IOT is pleased to offer a competitive cost-effective disaster recovery solution for all of state government, provided that the agencies have a DR plan with IOT.
Disaster Event Possibilities for Indiana Government
- Electrical storms
- Freezing Conditions
- Contamination and Environmental Hazards
Organized and / or Deliberate Disruption
- Act of terrorism
- Act of sabotage
- Act of war
Loss of Utilities and Services
- Electrical power failure
- Loss of gas supply
- Loss of water supply
- Petroleum and oil shortage
- Communications services breakdown
- Loss of drainage / waste removal
Equipment or System Failure
- Internal power failure
- Air conditioning failure
- Production line failure
- Cooling plant failure
- Equipment failure (excluding IT hardware)
Serious Information Security Incidents
- Cyber crime
- Loss of records or data
- IT system failure
Other Emergency Situations
- Workplace violence
- Health and Safety Regulation
State DR FAQ
Does the state plan protect my agency from all disaster situations?
No. Though it does offer protection from the vast majority of scenarios, there are a limited number of disasters that could affect both the primary and secondary data centers. Most notable among these is an earthquake. Earthquakes are rare in Indiana and damaging ones even more so.
Disasters are not common in Indiana. Why should my agency participate?
Indiana is fortunate that it does not face some of the environmental threats other states do. However, agencies need look no further than recent damage to the Regions bank building in Indianapolis to understand that we are at risk. Similar damage to the state’s data center would have resulted in extended down time. DR capabilities are now available and with the affordable costs should be carefully considered.
What if I don’t sign up for coverage?
Your system will be recovered on a best efforts basis. That time period is at least 45 days and most likely longer. Preparation and planning are the only way to successfully handle disaster scenarios. Facilities, infrastructure and testing must be in place to recover in a timely manner.

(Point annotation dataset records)
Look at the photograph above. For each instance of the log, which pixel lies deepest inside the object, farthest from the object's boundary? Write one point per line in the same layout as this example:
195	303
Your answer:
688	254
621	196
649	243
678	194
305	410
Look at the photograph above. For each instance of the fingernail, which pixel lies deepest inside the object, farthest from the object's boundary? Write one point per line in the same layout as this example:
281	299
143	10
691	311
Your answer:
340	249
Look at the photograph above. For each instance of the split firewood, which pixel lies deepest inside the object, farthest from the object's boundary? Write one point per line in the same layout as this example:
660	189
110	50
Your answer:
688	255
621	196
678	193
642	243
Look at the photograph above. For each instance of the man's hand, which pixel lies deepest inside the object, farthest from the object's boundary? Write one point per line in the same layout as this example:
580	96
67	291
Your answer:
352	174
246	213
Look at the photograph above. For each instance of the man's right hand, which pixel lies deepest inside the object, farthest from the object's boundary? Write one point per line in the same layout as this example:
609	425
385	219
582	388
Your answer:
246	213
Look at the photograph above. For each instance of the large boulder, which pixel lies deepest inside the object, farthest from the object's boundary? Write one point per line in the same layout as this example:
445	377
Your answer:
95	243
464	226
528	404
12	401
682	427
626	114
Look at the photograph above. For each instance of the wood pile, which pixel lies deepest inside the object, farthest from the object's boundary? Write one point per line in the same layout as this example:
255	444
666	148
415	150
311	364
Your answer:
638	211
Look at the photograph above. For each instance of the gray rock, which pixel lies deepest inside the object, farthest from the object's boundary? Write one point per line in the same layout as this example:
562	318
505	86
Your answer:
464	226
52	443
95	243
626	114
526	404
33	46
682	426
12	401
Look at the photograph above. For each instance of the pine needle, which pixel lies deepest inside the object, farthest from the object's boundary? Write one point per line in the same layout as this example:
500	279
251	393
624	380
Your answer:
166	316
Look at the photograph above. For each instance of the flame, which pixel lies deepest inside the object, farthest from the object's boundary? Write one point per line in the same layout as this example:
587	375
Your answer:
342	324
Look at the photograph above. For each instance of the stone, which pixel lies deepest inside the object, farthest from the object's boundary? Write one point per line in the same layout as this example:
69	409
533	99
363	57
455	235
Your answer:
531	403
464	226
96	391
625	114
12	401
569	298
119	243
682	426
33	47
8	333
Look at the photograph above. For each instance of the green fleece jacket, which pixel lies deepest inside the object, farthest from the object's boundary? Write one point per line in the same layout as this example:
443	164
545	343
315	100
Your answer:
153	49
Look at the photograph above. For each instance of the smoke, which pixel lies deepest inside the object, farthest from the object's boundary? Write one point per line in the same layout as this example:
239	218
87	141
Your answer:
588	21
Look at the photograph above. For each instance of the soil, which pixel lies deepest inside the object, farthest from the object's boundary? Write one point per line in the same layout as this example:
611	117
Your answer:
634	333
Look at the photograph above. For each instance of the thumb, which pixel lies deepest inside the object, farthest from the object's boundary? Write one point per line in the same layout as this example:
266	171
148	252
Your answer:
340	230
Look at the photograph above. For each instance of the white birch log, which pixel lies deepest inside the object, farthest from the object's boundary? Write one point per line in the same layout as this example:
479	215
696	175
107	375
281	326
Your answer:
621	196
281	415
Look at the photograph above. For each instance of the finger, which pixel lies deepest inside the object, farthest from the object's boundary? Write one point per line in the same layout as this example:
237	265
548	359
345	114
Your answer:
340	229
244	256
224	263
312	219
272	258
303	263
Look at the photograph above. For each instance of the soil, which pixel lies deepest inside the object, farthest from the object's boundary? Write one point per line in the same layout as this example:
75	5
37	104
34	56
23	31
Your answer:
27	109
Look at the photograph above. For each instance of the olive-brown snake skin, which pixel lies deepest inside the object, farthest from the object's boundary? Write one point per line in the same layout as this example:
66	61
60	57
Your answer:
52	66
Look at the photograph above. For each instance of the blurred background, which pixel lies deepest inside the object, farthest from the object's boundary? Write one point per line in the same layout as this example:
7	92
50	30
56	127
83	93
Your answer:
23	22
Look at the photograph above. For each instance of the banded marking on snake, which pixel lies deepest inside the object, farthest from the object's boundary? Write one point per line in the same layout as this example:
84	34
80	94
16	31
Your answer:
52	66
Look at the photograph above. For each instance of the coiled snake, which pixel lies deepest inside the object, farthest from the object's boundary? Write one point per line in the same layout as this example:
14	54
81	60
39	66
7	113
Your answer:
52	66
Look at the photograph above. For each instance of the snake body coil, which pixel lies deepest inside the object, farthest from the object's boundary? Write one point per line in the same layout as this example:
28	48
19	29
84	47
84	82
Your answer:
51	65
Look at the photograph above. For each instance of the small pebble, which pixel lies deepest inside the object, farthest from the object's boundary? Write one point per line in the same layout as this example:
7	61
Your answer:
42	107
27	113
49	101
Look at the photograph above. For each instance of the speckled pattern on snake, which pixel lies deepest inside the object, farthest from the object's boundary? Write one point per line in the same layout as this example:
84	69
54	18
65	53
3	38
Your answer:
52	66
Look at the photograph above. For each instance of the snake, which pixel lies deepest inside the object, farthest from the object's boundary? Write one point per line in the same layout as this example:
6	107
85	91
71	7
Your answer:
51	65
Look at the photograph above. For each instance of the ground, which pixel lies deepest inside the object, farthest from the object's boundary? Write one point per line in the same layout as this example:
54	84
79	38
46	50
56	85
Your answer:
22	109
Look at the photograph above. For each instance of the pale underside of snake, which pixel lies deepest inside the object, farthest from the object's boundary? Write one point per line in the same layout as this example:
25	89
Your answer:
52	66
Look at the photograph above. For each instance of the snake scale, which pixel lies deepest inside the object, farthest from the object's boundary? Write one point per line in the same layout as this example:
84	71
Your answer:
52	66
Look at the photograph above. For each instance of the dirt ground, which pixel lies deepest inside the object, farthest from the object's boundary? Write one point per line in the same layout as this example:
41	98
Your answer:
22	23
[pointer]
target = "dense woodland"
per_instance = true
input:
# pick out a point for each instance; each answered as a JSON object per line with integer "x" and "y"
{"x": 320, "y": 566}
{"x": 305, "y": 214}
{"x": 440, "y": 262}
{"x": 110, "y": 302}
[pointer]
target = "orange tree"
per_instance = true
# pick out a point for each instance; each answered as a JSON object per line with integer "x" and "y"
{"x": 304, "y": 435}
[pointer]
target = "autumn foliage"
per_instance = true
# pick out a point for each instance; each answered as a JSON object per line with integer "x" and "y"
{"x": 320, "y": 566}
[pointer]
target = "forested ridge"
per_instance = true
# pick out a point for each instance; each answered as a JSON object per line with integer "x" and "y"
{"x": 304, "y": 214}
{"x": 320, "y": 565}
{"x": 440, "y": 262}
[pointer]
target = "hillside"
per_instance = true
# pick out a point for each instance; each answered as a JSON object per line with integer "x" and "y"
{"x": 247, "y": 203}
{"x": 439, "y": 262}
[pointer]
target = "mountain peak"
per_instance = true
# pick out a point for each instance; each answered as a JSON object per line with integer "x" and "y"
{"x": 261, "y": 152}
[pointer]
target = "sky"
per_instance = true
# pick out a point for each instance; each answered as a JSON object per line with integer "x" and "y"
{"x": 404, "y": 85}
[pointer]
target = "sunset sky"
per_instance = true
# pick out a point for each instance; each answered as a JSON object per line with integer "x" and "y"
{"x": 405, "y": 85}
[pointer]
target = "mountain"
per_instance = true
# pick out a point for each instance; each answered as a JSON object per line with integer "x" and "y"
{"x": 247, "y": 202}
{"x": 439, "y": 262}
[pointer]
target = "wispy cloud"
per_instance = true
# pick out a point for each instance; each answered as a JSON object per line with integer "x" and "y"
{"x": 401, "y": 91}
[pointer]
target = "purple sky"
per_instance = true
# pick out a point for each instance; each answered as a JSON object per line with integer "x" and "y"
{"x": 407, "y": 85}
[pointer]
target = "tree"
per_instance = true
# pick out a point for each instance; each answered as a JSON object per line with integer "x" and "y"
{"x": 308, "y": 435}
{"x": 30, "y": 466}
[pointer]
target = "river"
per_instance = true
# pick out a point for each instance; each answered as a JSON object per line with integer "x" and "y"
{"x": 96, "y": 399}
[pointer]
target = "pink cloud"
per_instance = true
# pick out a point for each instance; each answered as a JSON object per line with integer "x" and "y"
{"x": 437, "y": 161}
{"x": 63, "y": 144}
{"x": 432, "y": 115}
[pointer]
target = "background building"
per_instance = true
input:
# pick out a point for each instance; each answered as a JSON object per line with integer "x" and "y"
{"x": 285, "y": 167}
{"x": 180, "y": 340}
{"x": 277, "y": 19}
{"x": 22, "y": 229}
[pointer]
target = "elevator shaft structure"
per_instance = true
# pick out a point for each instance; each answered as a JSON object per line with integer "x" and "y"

Goals —
1: In the Indiana disaster recovery text, which disaster is named as the most notable one that could affect both the primary and secondary data centers?
2: From the Indiana disaster recovery text, extract everything from "Indiana is fortunate" down to "up for coverage?".
3: List every item the Indiana disaster recovery text places under the heading "Loss of Utilities and Services".

Answers to the problems —
1: An earthquake.

2:
Indiana is fortunate that it does not face some of the environmental threats other states do. However, agencies need look no further than recent damage to the Regions bank building in Indianapolis to understand that we are at risk. Similar damage to the state’s data center would have resulted in extended down time. DR capabilities are now available and with the affordable costs should be carefully considered.
What if I don’t sign up for coverage?

3:
- Electrical power failure
- Loss of gas supply
- Loss of water supply
- Petroleum and oil shortage
- Communications services breakdown
- Loss of drainage / waste removal